*Entries taken from a collection:*
=====
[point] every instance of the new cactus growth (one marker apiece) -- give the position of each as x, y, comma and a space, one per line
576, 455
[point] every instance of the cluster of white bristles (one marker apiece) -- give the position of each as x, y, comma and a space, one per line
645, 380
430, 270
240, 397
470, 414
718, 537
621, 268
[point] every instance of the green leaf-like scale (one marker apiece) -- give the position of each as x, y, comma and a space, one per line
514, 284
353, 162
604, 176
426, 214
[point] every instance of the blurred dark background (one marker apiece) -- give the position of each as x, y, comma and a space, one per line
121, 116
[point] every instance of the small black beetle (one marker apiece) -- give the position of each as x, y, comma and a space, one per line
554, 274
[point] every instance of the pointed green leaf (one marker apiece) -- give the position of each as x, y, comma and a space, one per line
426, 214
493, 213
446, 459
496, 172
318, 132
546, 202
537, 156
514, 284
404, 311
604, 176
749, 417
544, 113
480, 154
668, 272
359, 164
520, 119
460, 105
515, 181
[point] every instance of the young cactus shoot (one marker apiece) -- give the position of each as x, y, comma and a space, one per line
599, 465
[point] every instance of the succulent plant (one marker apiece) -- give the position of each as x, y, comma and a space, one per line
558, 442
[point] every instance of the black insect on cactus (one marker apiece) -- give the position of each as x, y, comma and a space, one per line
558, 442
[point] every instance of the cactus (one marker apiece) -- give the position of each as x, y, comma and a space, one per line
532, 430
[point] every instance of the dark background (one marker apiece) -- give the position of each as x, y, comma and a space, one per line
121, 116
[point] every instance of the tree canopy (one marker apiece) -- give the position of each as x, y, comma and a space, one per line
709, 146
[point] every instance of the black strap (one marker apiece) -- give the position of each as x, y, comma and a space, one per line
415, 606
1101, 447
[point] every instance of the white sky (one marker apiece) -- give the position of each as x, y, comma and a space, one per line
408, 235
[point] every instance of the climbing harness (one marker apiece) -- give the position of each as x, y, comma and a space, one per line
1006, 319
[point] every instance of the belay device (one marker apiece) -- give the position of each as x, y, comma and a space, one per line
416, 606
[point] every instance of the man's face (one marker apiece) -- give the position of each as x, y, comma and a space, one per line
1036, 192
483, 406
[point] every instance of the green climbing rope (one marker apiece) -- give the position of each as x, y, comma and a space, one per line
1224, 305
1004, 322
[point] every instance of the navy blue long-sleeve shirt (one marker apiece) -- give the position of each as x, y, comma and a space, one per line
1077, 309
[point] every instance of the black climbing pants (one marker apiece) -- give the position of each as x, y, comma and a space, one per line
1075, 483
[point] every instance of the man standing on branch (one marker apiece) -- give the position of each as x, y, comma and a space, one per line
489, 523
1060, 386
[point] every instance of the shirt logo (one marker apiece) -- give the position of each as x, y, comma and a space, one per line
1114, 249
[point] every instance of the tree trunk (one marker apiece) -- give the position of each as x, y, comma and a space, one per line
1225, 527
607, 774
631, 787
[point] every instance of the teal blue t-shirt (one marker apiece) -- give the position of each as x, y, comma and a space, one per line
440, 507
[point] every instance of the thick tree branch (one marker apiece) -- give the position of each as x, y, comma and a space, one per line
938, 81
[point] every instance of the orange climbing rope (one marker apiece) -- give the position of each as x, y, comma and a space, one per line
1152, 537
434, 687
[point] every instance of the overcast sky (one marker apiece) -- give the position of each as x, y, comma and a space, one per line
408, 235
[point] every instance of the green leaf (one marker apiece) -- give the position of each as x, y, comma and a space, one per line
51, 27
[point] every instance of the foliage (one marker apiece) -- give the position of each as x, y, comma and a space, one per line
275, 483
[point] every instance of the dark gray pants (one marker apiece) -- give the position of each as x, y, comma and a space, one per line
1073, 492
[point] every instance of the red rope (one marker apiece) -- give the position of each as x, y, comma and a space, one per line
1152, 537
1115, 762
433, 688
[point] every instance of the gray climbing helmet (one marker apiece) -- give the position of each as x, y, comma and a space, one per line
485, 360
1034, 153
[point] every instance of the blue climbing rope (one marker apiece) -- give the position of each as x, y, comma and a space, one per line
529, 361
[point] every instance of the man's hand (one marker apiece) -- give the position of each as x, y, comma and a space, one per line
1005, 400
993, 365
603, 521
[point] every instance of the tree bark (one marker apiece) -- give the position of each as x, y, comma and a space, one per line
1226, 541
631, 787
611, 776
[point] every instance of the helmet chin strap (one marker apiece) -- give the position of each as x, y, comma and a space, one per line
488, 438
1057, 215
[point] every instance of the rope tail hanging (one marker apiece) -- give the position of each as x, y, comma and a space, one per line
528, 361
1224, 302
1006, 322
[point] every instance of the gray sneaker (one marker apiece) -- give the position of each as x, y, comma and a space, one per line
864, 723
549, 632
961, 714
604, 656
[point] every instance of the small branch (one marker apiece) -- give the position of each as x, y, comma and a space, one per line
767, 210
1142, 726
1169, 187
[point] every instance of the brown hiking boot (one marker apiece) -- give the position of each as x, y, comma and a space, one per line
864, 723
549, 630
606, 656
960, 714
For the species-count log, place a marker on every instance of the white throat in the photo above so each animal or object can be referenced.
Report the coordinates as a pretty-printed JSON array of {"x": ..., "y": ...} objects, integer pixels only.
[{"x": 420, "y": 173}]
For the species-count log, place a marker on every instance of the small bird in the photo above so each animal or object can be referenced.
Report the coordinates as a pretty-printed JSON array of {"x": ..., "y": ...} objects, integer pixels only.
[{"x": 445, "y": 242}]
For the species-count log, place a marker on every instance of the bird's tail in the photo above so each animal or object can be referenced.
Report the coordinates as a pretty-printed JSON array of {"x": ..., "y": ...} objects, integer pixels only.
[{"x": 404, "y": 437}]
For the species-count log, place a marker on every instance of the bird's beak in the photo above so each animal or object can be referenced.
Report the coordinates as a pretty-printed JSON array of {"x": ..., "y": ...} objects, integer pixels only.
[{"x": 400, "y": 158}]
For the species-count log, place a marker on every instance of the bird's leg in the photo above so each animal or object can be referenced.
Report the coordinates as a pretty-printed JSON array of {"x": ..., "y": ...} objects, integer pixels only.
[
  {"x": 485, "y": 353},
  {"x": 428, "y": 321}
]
=====
*Exercise prompt:* Which lines above carry the string "bird"? Copy those lines.

*Result of the task:*
For the species-count log, place a marker on every instance of the small bird in the photo above so each animal or object can be referenced.
For the species-count log, place a marker on every instance of the bird's tail in the photo above so each animal or object can be referenced.
For the species-count log, place a marker on every instance of the bird's beak in the photo above so each animal or object can be referenced.
For the species-count log, place a marker on every instance of the bird's leg in the photo above so each animal or object can be referenced.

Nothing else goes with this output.